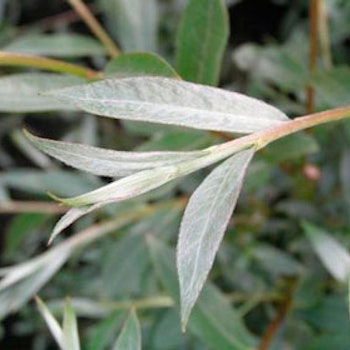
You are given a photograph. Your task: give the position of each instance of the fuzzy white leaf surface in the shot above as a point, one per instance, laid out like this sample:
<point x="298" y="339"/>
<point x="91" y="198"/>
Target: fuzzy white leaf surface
<point x="203" y="225"/>
<point x="173" y="101"/>
<point x="22" y="92"/>
<point x="105" y="162"/>
<point x="70" y="328"/>
<point x="51" y="322"/>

__________________________________________________

- [THE PROBLEM]:
Leaving every picture out, repeat each line of the material exactly.

- [EXPECTED ANSWER]:
You are given a photograph. Your task: give the position of each instance of the fuzzy white leaf surface in the shot above as a point, one per instance, laid out like this sample:
<point x="298" y="339"/>
<point x="91" y="198"/>
Target: fuzzy white leaf surface
<point x="203" y="225"/>
<point x="173" y="101"/>
<point x="22" y="92"/>
<point x="105" y="162"/>
<point x="70" y="328"/>
<point x="51" y="322"/>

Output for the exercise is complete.